→ **Dataset entries**

------------------------------

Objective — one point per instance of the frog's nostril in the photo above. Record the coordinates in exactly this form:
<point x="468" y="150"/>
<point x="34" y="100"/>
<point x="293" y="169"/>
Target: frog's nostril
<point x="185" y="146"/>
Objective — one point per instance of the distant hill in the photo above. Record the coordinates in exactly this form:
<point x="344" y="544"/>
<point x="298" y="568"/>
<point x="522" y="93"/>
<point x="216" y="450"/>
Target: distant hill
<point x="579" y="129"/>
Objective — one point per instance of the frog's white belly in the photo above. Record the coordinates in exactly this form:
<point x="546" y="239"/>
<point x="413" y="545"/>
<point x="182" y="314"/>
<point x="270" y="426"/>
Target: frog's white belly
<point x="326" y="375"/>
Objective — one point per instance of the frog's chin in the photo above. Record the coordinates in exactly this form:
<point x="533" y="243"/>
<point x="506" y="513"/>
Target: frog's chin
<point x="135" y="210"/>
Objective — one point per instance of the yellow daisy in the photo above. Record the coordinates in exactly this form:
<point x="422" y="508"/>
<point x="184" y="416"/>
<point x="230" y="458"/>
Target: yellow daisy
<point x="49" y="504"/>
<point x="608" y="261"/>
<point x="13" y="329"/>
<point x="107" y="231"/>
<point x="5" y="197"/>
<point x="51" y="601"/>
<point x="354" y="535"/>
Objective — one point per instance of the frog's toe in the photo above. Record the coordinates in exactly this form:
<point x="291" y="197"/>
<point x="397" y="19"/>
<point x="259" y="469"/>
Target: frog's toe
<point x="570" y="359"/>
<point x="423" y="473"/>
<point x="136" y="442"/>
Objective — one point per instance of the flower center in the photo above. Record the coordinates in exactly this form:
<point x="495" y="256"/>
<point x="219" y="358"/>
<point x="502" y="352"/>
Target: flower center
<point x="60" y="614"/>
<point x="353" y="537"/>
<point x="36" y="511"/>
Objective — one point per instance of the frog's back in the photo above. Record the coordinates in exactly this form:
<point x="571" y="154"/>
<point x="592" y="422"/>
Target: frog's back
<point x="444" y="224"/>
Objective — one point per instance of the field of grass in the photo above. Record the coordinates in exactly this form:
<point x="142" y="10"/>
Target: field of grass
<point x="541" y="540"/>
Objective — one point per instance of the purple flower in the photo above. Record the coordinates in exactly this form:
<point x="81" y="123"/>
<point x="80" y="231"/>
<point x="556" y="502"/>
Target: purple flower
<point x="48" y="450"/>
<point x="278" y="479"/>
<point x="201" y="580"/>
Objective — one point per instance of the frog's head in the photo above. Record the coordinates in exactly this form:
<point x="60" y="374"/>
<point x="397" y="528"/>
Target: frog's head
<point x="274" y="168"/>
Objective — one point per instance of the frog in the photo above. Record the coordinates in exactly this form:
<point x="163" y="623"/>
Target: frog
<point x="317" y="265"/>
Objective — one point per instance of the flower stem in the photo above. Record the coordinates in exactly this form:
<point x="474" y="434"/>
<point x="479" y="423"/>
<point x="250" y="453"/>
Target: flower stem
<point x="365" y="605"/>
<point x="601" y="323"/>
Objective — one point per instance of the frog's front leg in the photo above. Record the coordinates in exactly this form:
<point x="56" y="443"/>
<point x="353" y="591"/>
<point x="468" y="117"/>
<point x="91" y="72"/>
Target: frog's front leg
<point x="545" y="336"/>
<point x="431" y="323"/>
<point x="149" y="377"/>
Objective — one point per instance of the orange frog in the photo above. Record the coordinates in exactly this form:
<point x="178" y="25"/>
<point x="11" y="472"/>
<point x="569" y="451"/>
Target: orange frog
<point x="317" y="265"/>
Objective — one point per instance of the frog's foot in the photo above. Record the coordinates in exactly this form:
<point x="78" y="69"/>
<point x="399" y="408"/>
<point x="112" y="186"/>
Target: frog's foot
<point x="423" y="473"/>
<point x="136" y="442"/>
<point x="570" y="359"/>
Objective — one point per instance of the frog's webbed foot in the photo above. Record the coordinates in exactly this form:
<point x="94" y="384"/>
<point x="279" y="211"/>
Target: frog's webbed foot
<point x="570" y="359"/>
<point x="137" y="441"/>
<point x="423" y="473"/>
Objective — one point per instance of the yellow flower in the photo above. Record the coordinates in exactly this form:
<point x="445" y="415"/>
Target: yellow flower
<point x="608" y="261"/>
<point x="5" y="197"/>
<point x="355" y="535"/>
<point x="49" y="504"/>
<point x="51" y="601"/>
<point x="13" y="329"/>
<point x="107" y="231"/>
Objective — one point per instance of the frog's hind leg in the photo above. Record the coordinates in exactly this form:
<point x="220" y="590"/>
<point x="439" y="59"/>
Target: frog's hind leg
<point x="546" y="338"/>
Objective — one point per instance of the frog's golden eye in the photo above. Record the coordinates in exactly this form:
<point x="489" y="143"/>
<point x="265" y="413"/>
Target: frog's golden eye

------------------------------

→ **Requirements**
Copy the lines from the one containing "Objective — one point per instance of the frog's golden" through the end of the records, swapping "golden eye" for "amber eye" and leaving everything else the same.

→ **Written solution**
Objective — one point per instance of the frog's amber eye in the photo above. Record the coordinates in exactly this form:
<point x="489" y="143"/>
<point x="265" y="413"/>
Target: frog's amber eye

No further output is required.